[MATERIAL FOR THIS EXERCISE Boundary: Start]
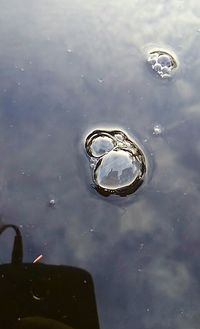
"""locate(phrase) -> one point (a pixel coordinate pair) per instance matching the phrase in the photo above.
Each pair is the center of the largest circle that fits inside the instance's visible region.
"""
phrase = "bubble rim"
(139, 155)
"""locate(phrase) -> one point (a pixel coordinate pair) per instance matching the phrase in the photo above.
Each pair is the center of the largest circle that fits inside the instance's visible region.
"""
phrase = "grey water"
(70, 67)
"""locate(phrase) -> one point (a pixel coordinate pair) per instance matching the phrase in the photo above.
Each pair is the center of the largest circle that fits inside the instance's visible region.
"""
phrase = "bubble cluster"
(162, 62)
(117, 163)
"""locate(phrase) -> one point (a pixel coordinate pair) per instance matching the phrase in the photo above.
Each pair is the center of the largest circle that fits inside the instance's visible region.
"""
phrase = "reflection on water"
(143, 251)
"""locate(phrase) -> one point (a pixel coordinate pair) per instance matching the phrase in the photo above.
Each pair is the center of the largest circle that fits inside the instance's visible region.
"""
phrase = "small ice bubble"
(166, 70)
(162, 62)
(100, 80)
(165, 76)
(157, 129)
(52, 203)
(157, 67)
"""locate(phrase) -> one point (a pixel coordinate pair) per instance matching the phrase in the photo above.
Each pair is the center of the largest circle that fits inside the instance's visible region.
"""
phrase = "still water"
(70, 67)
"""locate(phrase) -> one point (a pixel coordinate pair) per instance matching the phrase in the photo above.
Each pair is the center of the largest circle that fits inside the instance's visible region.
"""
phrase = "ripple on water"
(118, 164)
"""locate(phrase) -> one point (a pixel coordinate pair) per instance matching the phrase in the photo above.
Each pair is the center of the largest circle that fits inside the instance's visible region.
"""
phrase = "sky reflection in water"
(72, 67)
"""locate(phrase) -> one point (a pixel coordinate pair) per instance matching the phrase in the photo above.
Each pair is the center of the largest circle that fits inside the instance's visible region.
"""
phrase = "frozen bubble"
(100, 145)
(52, 203)
(119, 165)
(116, 170)
(157, 129)
(162, 62)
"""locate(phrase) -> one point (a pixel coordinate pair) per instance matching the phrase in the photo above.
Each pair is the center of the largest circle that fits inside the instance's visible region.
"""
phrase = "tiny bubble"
(157, 129)
(52, 203)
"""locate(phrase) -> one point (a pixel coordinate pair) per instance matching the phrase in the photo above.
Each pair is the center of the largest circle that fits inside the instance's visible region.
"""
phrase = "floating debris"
(117, 163)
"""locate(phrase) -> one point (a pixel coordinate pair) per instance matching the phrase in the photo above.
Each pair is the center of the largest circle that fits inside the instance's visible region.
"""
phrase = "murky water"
(67, 68)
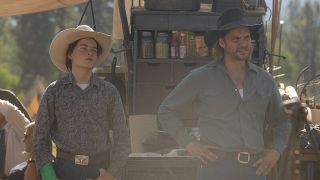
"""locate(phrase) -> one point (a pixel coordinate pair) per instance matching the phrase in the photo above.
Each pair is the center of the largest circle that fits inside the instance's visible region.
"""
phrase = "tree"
(303, 39)
(33, 35)
(8, 60)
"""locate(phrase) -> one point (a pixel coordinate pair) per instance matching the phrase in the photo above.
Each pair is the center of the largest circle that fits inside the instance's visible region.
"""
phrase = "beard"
(242, 54)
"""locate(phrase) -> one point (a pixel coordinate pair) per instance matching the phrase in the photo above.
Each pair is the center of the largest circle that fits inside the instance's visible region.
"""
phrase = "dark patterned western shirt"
(78, 121)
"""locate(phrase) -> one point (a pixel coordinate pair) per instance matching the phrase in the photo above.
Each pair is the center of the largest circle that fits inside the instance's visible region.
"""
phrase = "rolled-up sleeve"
(42, 134)
(121, 147)
(174, 105)
(279, 121)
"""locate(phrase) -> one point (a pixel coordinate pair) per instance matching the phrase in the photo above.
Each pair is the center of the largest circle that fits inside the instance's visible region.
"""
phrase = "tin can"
(147, 45)
(162, 45)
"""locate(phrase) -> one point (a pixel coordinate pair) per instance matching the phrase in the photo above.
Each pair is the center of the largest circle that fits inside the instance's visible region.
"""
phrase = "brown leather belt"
(101, 159)
(243, 157)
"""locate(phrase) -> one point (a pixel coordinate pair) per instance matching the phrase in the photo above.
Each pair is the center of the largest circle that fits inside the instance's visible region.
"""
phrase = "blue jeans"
(68, 170)
(227, 170)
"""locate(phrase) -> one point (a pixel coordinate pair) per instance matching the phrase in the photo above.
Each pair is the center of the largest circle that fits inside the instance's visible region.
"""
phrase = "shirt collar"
(70, 80)
(219, 64)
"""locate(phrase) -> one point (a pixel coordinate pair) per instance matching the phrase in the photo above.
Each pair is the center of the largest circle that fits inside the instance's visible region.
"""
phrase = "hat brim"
(60, 43)
(211, 37)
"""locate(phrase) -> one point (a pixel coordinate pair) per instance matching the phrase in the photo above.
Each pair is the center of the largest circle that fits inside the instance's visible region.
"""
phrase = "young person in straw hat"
[MATERIAL FOR THIS EXERCISE Boundary: End]
| WORK TO COMPLETE |
Please return the entries above exactly as they appear, but without the pictures.

| RESULT FOR THIS EXERCISE |
"""locate(phrase) -> one point (a pixel coordinate pair) per instance matching the phrase in the photo above.
Each pair is the center of the largest circle that fits inside the instance's visible region.
"""
phrase = "bubble rim"
(139, 155)
"""locate(phrase) -> one point (a pixel coordinate pair) per instance matching the phrase in the photo above.
Each pair is the center of the largest circle that fits inside the instance's visible region.
"""
phrase = "grey water"
(70, 67)
"""locate(phrase) -> one point (a pixel coordinate pair) per instance matching the phrase in the photo above.
Each pair is the center of the largest circle that fits inside the instance's visible region.
"""
phrase = "bubble cluster"
(162, 62)
(117, 163)
"""locate(phrase) -> one point (a pixel coordinate pair) per instance matching the phrase in the photo above.
Each pair is the center of the largest circle that fits inside the instance's visible region.
"""
phrase = "reflection on water"
(143, 251)
"""locate(phrase) -> one point (a pixel coordinate pair) per instance matching the phrase in the photo above.
Each pair is the center of the largest circle that fits inside the instance's visible region.
"""
phrase = "small ice bubble"
(166, 70)
(162, 62)
(100, 80)
(165, 76)
(157, 129)
(52, 203)
(157, 67)
"""locate(phrase) -> one point (a pixel coordinate pair) per instance matching the phrase in the photo above.
Each pair is the center of the largest circle that fits inside the instance's visible region.
"""
phrase = "still water"
(70, 67)
"""locate(phrase) -> one point (a pixel coordinate pair) per instance matching the phrase in the photo above.
Each pair is the center of the largest circle that fits inside the instance's visible region.
"""
phrase = "ripple on water"
(118, 164)
"""locate(phrase) -> one point (a pixel coordinate pair) per instance matching the phrase in the photo above.
Each pair is the center of the largest circle that fits inside the instance's visible region.
"""
phrase = "sky reflection in water"
(72, 67)
"""locate(phrase) -> one point (a pixel coordinate pair) per instance matching the phrase in the photo above.
Each pair is the center of the largest circle that fits inside the instance's visible region.
"""
phrase = "frozen bubble"
(100, 145)
(52, 203)
(119, 165)
(116, 170)
(157, 129)
(162, 62)
"""locate(phrase) -> one point (a pixel coordinate pair) per instance matching the phrase in the photo above.
Each pair is the center of the largest circle that fits inside the instance's visible region.
"""
phrase = "tiny bubble"
(157, 129)
(52, 203)
"""locate(phrase) -> one point (a pixel coordinate pair) per instance matching the phrase in the photo above.
Each pair is the center of the largest circle that fits inside the instance's visible region.
"""
phrase = "floating debris"
(117, 163)
"""locate(phrase) -> one point (a pixel coordinate pair) per instance matching the phrase in the photo above.
Each pair is the center of the largest circle that fits inside the instance's visible region.
"""
phrase = "murky water"
(67, 68)
"""locate(phrase) -> one point (a pixel coordinate pair) per instance matching the phrase in the photo above.
Each pair is the center of the largest circle that fits inside the instance's visible region.
"""
phrase = "tree"
(303, 39)
(33, 35)
(8, 60)
"""locate(phrase) -> one point (a pixel coordinate pair) per instance matching the phrase in the photo above.
Each pair is the center of the largest circle that fits inside the instance's visible region.
"""
phrase = "beard"
(242, 54)
"""locate(phrase) -> one point (a pixel coordinate pair) per instance matching the phrase in the photo above.
Each pair is the center of the largest circle that fits inside the instance's visible region.
"""
phrase = "dark patterned western shirt"
(78, 121)
"""locate(phrase) -> one point (a pixel coordinate pair) per instance matching the phrase in the photo above.
Each pair is the center of the largest circle that fits inside the instance's visible region.
"""
phrase = "rolled-up sleeve"
(42, 134)
(121, 147)
(174, 105)
(279, 121)
"""locate(phrase) -> one point (a pixel coordinate pair) per instance matching the phrase in the photo above.
Each pair is the center of the largest circle that fits inside the instance's visible region.
"""
phrase = "tin can"
(147, 45)
(162, 45)
"""locate(phrase) -> one point (a pixel coordinate pair) per instance matching the phrase in the photo above.
Each pair is the center of the largest circle that fits inside the instance's visible region.
"""
phrase = "brown leather belt"
(101, 159)
(243, 157)
"""locate(phrase) -> one point (a pixel coordinate pair) per instance matching the phrase in the photo above.
Each pair is the center of the largest circle that fits inside the instance's visible region.
"""
phrase = "blue jeans"
(68, 170)
(227, 170)
"""locate(phrase) -> one point (a pixel coordinate pair) per instance matching the phrase in the photo above.
Each pair is the center of the largest circle that fits inside the instance's visible region.
"""
phrase = "shirt collar"
(70, 80)
(219, 64)
"""locate(phrase) -> one point (a pixel coordinate pair) per instance matching the phrase in the photo above.
Each pair is the center of the largest circle that fits inside the instance's visible region.
"""
phrase = "hat brim"
(60, 43)
(211, 37)
"""locate(phrase) -> one point (a pixel coordinate pair) per instance matching the phrase in the photo above.
Each pair is the center of the largest circle that fits inside the instance's visible region.
"""
phrase = "young person in straw hat"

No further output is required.